Free-text object descriptions —

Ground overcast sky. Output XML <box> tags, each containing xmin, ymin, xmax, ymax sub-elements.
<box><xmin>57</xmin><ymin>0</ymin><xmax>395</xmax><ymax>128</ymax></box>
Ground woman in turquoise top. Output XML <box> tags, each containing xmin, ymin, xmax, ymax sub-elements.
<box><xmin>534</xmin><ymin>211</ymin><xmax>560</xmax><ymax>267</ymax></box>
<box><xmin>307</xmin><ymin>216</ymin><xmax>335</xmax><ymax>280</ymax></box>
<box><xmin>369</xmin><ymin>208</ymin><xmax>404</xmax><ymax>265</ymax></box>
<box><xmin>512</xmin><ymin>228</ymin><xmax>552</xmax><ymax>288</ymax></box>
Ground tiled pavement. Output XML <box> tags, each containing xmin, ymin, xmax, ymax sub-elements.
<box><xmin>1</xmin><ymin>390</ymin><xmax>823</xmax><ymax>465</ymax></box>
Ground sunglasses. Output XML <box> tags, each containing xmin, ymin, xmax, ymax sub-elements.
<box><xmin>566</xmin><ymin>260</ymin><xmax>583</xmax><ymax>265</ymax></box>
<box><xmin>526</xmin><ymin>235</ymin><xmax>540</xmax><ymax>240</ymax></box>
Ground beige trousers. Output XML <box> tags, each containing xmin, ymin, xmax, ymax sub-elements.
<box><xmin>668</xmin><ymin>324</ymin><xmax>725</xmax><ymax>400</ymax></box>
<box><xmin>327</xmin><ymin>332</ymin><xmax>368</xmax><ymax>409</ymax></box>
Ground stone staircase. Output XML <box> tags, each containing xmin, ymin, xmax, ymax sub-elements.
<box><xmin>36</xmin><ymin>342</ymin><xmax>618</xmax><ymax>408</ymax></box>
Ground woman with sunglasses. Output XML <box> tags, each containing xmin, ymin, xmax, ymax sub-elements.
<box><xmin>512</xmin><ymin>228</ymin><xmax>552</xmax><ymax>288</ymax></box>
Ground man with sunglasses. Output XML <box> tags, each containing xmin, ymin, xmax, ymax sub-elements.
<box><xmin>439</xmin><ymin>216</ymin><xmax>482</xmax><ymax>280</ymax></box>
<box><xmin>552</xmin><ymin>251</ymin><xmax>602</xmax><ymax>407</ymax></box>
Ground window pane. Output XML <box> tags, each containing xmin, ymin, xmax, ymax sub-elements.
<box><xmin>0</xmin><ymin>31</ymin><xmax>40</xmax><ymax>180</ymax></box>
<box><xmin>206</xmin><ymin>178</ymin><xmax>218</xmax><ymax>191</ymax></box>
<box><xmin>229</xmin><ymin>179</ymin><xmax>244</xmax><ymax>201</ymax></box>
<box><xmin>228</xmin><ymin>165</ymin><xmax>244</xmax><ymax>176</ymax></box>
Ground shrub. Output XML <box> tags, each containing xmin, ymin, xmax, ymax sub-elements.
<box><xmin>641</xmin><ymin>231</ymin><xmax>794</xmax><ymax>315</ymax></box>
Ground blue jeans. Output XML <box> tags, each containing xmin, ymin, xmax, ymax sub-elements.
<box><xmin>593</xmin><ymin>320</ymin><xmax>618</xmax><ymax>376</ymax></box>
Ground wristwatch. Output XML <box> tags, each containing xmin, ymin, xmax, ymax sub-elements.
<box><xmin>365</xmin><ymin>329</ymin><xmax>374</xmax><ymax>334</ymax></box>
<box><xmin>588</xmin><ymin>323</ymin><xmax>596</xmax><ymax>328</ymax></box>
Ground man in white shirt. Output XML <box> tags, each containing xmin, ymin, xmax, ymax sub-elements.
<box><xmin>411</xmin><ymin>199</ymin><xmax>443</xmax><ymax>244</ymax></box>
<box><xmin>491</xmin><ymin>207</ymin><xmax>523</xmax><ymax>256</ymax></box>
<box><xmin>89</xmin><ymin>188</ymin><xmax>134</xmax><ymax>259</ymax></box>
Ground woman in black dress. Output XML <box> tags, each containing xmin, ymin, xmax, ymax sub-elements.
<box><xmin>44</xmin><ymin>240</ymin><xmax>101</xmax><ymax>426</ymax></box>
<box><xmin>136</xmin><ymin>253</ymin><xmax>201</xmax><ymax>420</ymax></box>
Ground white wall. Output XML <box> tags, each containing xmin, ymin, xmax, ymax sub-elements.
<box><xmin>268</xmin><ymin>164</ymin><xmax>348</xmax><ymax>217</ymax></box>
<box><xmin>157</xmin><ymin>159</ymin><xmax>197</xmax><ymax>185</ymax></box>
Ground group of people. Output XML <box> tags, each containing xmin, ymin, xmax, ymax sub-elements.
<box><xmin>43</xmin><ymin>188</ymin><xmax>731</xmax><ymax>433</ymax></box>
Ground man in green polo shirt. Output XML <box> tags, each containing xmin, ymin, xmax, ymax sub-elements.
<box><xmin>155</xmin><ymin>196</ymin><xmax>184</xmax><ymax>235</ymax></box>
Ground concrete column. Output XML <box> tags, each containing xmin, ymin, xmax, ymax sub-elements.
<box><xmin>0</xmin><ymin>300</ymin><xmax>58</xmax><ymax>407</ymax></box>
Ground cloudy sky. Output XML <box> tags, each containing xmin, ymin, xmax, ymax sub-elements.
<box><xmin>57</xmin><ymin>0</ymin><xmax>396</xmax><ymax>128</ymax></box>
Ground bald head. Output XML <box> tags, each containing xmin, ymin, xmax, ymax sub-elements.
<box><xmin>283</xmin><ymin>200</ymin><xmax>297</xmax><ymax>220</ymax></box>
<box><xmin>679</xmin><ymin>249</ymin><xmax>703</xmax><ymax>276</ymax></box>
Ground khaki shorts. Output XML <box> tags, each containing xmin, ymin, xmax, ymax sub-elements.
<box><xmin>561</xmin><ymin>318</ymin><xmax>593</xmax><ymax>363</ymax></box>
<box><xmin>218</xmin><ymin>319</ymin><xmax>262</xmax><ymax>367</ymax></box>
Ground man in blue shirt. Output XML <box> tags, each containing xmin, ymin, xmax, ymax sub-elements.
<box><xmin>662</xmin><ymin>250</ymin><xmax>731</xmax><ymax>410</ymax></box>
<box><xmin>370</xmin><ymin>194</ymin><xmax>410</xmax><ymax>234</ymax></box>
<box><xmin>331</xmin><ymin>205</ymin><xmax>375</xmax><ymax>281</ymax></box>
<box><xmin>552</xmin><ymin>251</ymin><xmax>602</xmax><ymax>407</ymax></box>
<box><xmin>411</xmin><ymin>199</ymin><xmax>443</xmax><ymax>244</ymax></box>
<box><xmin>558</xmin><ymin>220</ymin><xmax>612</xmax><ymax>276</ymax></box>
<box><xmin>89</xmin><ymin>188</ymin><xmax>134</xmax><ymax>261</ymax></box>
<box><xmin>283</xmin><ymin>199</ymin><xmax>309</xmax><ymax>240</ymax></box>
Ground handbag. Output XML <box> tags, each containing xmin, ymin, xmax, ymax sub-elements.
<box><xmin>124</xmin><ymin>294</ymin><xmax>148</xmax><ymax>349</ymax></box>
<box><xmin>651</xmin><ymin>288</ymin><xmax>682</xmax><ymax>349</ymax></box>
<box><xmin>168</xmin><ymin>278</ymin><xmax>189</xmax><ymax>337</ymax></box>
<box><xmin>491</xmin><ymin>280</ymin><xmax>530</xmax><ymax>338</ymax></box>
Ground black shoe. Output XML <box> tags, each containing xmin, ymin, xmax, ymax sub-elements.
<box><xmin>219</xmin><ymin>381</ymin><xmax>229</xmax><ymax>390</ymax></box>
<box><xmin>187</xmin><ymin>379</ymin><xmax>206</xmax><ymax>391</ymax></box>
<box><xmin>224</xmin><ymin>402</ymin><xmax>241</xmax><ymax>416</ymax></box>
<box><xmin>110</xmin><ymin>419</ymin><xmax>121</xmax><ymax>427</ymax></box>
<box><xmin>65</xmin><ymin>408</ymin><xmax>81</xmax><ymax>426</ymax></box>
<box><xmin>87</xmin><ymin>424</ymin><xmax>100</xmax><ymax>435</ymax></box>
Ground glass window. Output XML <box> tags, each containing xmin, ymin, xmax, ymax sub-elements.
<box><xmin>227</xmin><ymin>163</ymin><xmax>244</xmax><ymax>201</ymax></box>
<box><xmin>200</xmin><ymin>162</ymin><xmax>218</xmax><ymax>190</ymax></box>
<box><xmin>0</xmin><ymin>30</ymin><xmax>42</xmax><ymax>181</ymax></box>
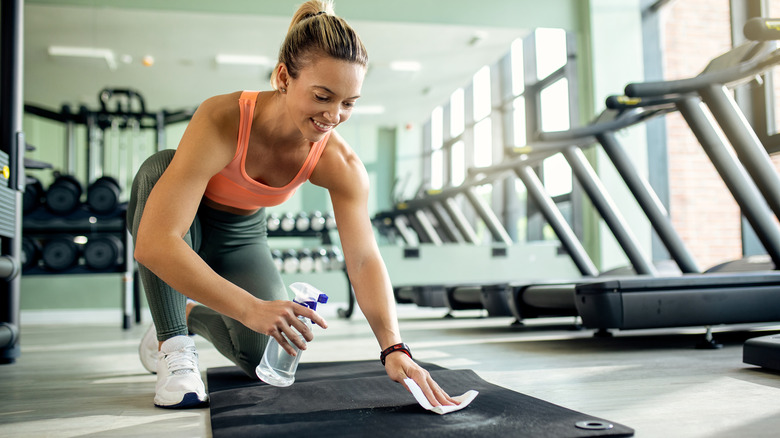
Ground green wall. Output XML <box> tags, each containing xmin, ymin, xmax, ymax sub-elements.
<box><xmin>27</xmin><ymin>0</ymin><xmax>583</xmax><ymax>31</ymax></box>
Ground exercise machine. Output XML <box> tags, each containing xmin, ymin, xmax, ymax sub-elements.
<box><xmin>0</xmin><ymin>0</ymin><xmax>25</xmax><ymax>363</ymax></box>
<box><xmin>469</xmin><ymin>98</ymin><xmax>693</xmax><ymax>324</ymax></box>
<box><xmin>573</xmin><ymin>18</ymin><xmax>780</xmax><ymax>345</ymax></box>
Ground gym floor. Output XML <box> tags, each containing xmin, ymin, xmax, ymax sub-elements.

...

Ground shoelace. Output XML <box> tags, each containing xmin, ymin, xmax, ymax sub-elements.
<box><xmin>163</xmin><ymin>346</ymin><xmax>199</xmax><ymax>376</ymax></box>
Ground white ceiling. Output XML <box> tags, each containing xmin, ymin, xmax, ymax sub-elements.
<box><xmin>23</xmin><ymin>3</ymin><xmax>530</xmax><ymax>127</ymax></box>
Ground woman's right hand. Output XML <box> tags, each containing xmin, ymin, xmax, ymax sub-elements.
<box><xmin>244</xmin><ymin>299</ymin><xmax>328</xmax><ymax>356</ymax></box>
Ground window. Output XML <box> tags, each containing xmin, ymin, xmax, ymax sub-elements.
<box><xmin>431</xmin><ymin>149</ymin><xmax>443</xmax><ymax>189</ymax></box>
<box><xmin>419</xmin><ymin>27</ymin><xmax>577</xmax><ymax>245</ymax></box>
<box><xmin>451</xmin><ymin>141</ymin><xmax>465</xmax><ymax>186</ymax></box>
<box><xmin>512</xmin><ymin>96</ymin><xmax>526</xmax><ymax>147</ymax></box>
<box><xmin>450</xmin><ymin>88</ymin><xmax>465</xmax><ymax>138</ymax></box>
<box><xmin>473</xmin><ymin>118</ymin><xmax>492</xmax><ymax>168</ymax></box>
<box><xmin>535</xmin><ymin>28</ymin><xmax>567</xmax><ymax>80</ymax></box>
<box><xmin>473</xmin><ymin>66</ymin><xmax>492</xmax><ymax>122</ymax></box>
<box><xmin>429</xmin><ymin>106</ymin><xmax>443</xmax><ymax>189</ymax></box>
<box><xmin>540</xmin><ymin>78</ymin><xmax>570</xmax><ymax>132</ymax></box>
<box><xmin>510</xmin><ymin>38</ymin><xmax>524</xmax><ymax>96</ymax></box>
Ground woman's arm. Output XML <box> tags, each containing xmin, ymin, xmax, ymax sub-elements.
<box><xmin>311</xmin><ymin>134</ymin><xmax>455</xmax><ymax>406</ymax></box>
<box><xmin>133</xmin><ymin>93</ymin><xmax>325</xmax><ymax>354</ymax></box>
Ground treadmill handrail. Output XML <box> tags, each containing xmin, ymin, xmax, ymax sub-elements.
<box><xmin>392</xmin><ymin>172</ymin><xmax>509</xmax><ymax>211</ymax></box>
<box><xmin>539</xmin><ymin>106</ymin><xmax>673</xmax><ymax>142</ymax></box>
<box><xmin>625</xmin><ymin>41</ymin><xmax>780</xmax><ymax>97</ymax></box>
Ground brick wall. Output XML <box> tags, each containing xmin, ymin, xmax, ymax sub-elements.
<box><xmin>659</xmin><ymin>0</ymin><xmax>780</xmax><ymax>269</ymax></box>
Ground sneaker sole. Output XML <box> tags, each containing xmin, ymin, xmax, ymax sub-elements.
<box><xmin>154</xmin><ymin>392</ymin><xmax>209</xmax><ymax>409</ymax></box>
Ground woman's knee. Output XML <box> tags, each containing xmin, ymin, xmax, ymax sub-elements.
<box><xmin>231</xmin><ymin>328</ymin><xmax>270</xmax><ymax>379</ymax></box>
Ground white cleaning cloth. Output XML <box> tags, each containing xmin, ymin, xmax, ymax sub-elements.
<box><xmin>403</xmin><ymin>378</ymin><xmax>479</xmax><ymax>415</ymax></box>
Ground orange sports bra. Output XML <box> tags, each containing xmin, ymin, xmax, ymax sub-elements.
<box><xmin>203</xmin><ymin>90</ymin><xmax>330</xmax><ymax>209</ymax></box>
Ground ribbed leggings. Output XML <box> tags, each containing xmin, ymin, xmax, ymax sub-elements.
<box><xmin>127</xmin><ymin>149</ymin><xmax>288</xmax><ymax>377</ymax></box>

* * *

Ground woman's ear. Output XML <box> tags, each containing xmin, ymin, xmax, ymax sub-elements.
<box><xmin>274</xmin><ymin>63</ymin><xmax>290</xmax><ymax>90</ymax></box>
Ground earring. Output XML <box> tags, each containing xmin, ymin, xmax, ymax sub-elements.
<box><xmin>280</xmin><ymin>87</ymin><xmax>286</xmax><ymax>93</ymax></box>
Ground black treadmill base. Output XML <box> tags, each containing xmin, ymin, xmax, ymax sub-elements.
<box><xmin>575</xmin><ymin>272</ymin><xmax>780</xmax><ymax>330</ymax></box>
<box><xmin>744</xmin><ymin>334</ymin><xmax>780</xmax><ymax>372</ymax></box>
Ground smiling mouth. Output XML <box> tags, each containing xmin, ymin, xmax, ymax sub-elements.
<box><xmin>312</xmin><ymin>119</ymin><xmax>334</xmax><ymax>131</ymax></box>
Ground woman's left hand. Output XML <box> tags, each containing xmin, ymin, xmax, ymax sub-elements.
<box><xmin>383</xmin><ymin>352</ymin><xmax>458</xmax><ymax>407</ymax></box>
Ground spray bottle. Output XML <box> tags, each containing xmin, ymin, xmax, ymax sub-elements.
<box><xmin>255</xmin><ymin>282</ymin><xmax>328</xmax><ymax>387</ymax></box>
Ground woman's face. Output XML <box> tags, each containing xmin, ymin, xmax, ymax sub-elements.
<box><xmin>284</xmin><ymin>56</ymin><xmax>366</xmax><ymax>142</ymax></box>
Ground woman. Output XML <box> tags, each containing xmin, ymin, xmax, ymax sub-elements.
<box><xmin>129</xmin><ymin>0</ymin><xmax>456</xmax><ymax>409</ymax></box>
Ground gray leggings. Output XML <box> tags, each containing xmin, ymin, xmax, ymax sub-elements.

WHAT YOU HAVE TO DO — For this task, write out exactly the lines of the entries above, starting at the line with "Ground green wall." and ending at the line with "Ground gym floor.", both included, and no others.

WRITTEN SOLUTION —
Ground green wall. Output XML <box> tags, each containing xmin, ymin, xmax, ymax sub-elements.
<box><xmin>27</xmin><ymin>0</ymin><xmax>583</xmax><ymax>31</ymax></box>
Ground exercise machine. Output XML <box> tags, each containing xmin, ymin, xmax, ymax sub-elements.
<box><xmin>0</xmin><ymin>0</ymin><xmax>25</xmax><ymax>363</ymax></box>
<box><xmin>469</xmin><ymin>98</ymin><xmax>693</xmax><ymax>324</ymax></box>
<box><xmin>573</xmin><ymin>18</ymin><xmax>780</xmax><ymax>345</ymax></box>
Ground gym floor. Output XML <box> tags, each containing xmin, ymin, xmax, ymax sub-elements.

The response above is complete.